Task to complete: Can you copy out, character for character, the lines of the data starting with the one containing "of the stone" and going on through the one containing "[[[52,110],[54,110],[54,96],[55,96],[55,84],[52,84]]]", both included, and nothing else?

#### Raw records

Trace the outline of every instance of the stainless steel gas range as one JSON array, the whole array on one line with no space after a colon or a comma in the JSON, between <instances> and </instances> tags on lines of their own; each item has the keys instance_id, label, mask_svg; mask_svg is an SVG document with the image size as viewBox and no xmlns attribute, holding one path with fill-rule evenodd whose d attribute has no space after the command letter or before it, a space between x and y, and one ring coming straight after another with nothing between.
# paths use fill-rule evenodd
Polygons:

########
#### Raw records

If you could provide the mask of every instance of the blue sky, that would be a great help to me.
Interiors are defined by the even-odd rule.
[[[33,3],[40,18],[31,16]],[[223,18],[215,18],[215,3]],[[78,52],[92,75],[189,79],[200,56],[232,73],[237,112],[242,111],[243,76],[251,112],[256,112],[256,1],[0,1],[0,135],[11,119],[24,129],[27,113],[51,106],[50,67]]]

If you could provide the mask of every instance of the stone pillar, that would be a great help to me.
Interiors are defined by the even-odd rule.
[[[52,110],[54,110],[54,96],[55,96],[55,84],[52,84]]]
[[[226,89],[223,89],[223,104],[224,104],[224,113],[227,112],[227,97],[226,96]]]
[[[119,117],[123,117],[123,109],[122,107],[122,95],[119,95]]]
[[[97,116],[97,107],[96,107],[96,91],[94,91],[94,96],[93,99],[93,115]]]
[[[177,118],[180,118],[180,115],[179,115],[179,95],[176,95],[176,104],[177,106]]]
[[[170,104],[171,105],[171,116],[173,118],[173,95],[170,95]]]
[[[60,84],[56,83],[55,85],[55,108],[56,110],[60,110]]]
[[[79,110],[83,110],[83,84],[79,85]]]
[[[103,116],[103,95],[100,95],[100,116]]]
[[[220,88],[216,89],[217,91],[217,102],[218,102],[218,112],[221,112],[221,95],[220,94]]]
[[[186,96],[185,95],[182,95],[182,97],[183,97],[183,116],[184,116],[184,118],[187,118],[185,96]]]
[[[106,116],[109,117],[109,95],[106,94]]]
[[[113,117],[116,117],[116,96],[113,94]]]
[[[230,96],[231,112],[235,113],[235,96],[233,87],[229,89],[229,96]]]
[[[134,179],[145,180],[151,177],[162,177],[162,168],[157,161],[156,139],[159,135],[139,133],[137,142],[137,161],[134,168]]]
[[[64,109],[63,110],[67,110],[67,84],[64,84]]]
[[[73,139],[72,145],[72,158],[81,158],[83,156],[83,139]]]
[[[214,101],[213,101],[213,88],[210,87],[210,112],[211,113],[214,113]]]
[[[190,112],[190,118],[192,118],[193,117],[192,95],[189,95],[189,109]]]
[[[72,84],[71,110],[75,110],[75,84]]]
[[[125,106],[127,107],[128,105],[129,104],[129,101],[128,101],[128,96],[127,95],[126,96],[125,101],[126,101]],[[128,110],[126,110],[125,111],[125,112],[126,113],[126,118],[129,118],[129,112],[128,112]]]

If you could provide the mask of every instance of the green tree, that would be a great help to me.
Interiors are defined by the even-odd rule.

########

Written answer:
If you could provide the mask of every instance of the stone pillar, that would be a great help to me.
Interiors are defined by the even-odd rule.
[[[52,110],[54,110],[54,96],[55,96],[55,84],[52,84]]]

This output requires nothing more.